START DOCUMENT EXCERPT

Few years back, I was a newbie and had no dive computer yet, I went diving with my mentor after his invitation. I was learning with my new point & shoot camera. Although the waters was bit choppy, it was a warm and sunny day. Just perfect! But the waters was all hazy and greenish, it was plankton season then. I was following my DM but carelessly stopped to take photos when we passed-by the colorful reef. Moment later, I was all alone and the poor viz wasn’t really of help. Admittedly, a surge of fear enveloped me and my heartbeat went faster, I wasn’t prepared to be lost. I waited, in case he would try to look for me and incidentally found a rare scorpion fish sitting on the reef in front of me. It was S R T A, the scorpionfish was my inspiration to do my next move sensibly. Obviously, I made it to surface and swam back safely to the boat. I can’t forget the look of my DM’s eyes and chided me for my carelessness. He was deeply worried of my safety.

Indeed, it was heart pounding but it has taught me lessons as well!

END DOCUMENT EXCERPT

» **TO DO**:
**a)** In the dive story, list every adjective describing the water or the day, from the sentence beginning "Although the waters" through the sentence ending "plankton season then."
**b)** Summarize the dive story in two sentences.
**c)** Extend the dive story past its final line, "it has taught me lessons as well!"

START ENTRIES

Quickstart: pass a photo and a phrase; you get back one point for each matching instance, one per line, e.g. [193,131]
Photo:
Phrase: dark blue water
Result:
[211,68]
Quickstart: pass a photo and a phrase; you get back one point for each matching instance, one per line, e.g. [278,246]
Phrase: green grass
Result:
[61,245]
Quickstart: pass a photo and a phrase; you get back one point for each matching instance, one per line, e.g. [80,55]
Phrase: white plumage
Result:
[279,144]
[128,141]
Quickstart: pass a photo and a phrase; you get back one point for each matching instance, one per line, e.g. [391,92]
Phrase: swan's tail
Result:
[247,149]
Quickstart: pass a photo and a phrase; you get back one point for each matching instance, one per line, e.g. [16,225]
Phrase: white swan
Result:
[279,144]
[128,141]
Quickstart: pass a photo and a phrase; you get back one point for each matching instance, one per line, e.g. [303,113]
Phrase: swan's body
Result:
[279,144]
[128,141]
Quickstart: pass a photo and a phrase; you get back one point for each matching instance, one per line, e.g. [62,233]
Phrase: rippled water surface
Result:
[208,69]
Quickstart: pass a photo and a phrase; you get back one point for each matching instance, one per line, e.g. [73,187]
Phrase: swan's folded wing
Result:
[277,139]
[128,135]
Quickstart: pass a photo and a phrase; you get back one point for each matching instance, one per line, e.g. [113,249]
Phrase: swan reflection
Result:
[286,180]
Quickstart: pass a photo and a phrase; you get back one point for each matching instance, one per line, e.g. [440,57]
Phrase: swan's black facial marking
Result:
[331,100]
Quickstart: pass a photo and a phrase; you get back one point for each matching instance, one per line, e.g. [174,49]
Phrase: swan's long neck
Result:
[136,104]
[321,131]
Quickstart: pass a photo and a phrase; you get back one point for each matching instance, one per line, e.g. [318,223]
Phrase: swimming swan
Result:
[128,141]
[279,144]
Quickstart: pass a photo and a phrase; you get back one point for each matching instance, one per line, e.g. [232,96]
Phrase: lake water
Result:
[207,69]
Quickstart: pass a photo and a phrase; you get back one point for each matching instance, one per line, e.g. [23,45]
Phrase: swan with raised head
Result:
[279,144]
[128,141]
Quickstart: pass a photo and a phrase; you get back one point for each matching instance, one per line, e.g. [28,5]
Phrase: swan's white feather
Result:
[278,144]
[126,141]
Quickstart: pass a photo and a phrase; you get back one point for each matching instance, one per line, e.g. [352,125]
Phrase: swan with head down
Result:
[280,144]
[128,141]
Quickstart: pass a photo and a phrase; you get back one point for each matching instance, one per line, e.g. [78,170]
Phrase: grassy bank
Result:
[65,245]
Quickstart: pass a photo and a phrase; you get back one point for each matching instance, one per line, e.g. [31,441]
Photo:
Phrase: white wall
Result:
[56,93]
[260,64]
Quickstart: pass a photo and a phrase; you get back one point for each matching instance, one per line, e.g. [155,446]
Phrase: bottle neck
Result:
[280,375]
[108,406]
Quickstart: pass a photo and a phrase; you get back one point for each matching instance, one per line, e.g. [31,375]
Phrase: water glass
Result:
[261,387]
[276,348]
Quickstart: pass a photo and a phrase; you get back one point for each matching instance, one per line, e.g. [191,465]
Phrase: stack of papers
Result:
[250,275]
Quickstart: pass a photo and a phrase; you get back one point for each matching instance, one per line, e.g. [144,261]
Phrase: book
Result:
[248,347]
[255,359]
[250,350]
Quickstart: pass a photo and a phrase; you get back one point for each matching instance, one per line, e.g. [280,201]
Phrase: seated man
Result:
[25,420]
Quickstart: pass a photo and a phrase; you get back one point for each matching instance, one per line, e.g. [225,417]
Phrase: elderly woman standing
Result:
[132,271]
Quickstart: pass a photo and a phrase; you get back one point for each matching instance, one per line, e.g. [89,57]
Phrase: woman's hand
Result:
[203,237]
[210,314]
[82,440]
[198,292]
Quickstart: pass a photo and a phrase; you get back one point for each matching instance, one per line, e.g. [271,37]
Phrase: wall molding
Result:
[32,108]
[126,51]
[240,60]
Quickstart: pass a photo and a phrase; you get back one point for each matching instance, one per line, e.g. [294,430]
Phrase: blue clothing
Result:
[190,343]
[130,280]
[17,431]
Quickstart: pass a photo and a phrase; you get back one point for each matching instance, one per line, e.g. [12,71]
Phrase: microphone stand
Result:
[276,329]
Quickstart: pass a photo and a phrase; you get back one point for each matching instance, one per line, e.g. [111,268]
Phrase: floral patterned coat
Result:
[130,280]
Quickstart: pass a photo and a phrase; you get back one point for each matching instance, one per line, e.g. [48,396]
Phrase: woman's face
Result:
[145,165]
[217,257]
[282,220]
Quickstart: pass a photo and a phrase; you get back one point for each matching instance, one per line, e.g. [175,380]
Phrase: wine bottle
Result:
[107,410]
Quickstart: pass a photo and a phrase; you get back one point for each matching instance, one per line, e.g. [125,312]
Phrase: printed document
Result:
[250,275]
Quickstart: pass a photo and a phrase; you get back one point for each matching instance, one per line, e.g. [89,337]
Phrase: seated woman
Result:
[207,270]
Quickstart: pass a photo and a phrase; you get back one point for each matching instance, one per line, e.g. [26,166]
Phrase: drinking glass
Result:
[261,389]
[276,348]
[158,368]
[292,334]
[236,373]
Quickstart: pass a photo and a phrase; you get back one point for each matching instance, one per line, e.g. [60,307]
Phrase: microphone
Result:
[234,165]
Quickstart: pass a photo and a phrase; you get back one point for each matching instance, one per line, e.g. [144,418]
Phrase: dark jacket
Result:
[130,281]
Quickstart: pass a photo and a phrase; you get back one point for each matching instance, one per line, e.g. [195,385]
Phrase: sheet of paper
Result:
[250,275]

END ENTRIES

» **RESULTS FOR EACH TASK**:
**a)** choppy, warm, sunny, perfect, hazy, greenish

**b)** As a new diver without a dive computer, the writer went diving with a mentor in hazy, greenish plankton-season water, stopped to photograph a colorful reef, and ended up alone in the poor visibility. After a surge of fear, the writer found a rare scorpionfish that inspired a sensible next move, then surfaced and swam safely back to the boat, where the deeply worried mentor chided the writer for carelessness.

**c)**
In my memorable Tubbataha 2011 dream trip, everyone was praying for good weather and our safety pilgrimage in our paradise. Everything went well, until on the third day. There wasn’t much fuss actually, but the other skipper (there were two in our trip), went back delayed. One of our companion priest was lost – everyone was back on the boat except him. He surfaced later, unwary that everyone was deathly worried for him. Some of the ladies were crying already. Just few weeks our trip, a foreign national was missing while diving in Tubbataha.

It was not heart pounding for the one lost, but everyone in his group was affected!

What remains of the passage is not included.